* _Passage_
============================================================
I’m always a little wary of hedge fund managers talking book.
Anyway, word has it that some have been badly burned by the recent i/o revival so patience may be the only option.
Is that some pot-kettle iron smelting in the background …
Einhorn is a smart cookie, but you can’t win them all.
I don’t see how iron ore can experience a run up in prices without solid demand – it’s hardly a sex product like a diamond or a Lamborghini that you would show off to the neighbours.
Peter Schiff has been torched, and Kyle Bass isn’t doing too well with his “The Yen will explode” mantra.
Perhaps yesterdays hedge fund managers are in a bubble.
Of course it can experience a price run-up beyond what supply/demand might normally dictate. Its a traded commodity so expectations of the future supply/demand characteristics are built into the price. So if theres an over-rosy view of high future demand and/or low supply, then the price is too high.
Then theres the effect of QE plus people trading it or derivatives as way of gaining China/Asia exposure (versus actually holding the commodity itself).
============================================================
* _Stored rows_

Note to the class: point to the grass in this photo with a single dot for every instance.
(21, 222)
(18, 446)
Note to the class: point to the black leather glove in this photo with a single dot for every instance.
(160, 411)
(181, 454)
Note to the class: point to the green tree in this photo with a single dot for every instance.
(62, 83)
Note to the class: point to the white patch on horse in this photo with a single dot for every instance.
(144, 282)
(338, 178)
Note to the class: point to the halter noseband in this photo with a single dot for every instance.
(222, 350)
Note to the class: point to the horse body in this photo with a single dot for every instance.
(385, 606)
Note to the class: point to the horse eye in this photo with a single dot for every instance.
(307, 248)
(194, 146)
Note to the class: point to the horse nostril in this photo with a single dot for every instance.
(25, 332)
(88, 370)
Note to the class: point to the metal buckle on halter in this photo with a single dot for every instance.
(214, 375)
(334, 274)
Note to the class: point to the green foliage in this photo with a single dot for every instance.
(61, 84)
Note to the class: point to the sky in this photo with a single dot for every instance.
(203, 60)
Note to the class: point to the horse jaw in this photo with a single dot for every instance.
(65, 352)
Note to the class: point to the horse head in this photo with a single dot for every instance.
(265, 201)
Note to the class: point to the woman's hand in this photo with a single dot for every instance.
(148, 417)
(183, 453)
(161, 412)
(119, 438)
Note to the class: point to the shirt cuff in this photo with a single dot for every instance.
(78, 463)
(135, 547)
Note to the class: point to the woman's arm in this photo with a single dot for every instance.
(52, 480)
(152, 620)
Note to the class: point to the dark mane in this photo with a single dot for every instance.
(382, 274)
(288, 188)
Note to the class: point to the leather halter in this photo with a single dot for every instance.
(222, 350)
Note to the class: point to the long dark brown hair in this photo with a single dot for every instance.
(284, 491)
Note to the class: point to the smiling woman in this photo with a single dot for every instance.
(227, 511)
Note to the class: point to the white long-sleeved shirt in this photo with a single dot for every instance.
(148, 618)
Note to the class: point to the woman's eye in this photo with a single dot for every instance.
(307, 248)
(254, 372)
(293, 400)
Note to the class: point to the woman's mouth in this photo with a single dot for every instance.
============================================================
* _The tasks_
(1) In the iron ore discussion, what mantra is attributed to Kyle Bass?
(2) Extend the iron ore discussion beyond its final sentence.
The listing is material separate from the iron ore discussion.

* _Answers in order_
(1) "The Yen will explode."

(2)
Peter Fraser v Peter Schiff
Now that is a match-up I would pay to see.
HnH, could you organise that?. MB pay-per-view. That’s where the money is.
Peter Schiff has got a lot right and a lot wrong.
Kyle Bass on the yen, he has clearly stated that the end of a 70 year debt super cycle is hard to predict the end of but suggesting collapse in the next 18 months to 2 years. Unless you are referring to older commentary in which case care to provide a link?
whoops that should have been “sexy”
let’s not analyse my faux pas.
The big question is how do you trade it? How do you express a longer term view which affords you patience? Something about irrationality and solvency…
What Bloomberg ticker are you using?